Dataset entries
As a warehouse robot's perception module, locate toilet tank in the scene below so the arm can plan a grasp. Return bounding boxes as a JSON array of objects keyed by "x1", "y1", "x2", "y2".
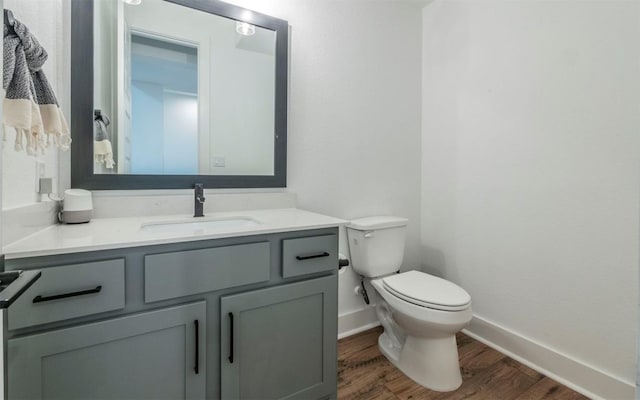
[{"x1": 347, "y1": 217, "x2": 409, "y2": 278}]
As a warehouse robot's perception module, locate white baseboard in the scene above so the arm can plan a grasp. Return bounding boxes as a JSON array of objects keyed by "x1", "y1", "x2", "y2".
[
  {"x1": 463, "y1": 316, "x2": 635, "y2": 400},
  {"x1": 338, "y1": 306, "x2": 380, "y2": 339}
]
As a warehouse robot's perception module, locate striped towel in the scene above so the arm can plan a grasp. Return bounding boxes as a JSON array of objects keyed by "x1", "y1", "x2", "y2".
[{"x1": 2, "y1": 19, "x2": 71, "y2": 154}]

---

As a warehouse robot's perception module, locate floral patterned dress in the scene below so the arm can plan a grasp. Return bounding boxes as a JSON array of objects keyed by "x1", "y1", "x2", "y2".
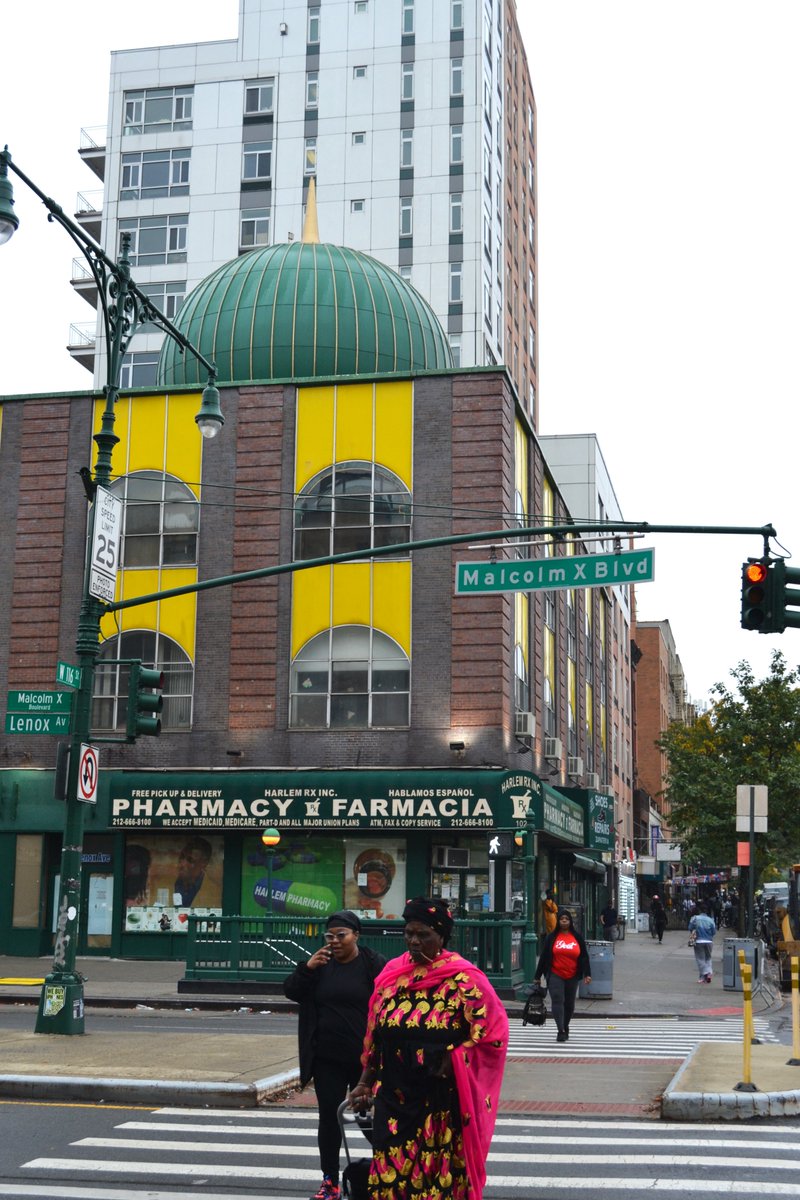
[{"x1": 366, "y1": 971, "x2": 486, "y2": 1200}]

...

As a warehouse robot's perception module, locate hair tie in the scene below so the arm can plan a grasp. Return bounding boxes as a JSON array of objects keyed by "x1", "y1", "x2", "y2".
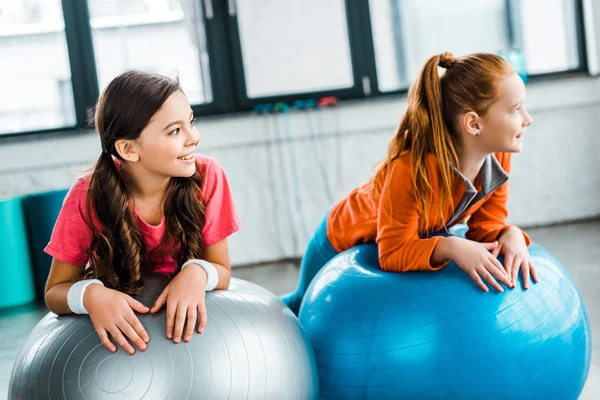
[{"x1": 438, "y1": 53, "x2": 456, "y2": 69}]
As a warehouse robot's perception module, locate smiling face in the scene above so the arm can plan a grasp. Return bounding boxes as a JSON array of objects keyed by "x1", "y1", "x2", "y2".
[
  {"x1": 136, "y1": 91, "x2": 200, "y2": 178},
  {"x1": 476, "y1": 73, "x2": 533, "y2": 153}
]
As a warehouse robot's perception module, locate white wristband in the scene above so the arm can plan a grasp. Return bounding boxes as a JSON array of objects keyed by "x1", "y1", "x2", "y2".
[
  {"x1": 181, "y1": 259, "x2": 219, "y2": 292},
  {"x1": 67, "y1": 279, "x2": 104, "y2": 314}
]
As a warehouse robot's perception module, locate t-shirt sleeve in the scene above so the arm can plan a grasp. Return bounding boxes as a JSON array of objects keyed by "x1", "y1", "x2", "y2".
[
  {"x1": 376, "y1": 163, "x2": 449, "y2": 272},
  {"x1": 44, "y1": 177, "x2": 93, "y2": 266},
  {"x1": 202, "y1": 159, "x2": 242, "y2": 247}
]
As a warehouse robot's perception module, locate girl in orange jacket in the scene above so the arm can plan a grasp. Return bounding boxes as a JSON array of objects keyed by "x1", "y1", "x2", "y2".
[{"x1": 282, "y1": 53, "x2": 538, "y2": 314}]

What you will do
Collect each line of the material above that contains the word "white" and copy those lines out in full.

Response for this exercise
As a warehouse robot's perception module, locate white baseboard in the scene above so the arm can plan a grasp. Return bounding boxes as a JSON array of objects keyed by "x1", "y1", "x2", "y2".
As a warehouse robot's perception module, locate white wristband in the scene above so the arm can plan a grasp. Return bounding boxes as a JSON array of objects keyed by "x1", "y1", "x2", "y2".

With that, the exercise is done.